Natural-language object grounding data
============

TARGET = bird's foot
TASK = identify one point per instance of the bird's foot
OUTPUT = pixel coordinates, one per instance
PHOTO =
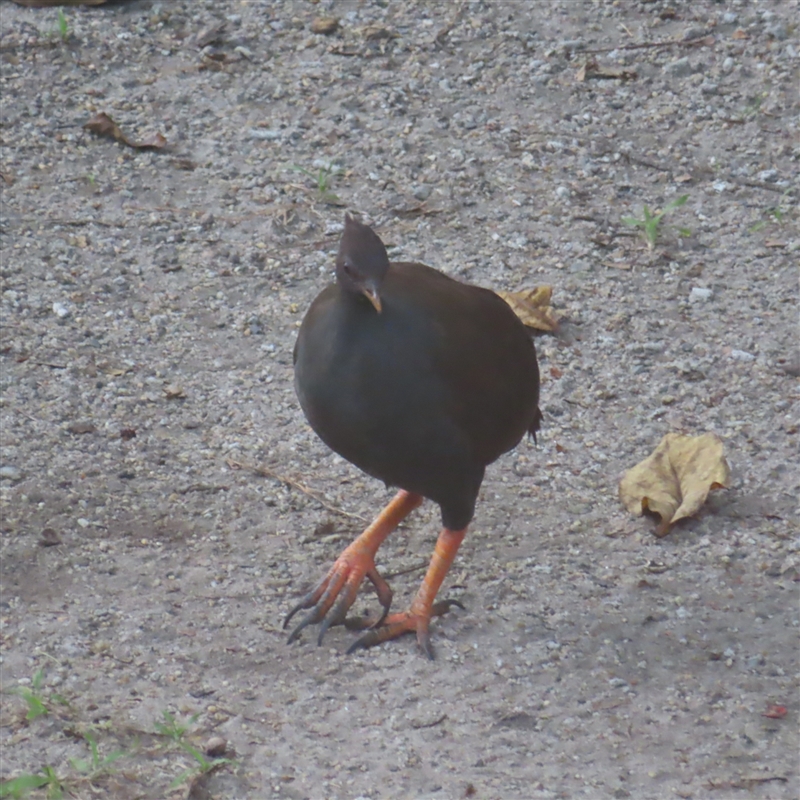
(331, 598)
(394, 625)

============

» **Work instructions**
Every record above should be transcribed exactly; the pictures stay out of the copy.

» **Response below**
TARGET = bird's foot
TASK = identify one point per instance of the bird's foot
OUTPUT = pixel coordinates, one per instance
PHOTO =
(331, 598)
(394, 625)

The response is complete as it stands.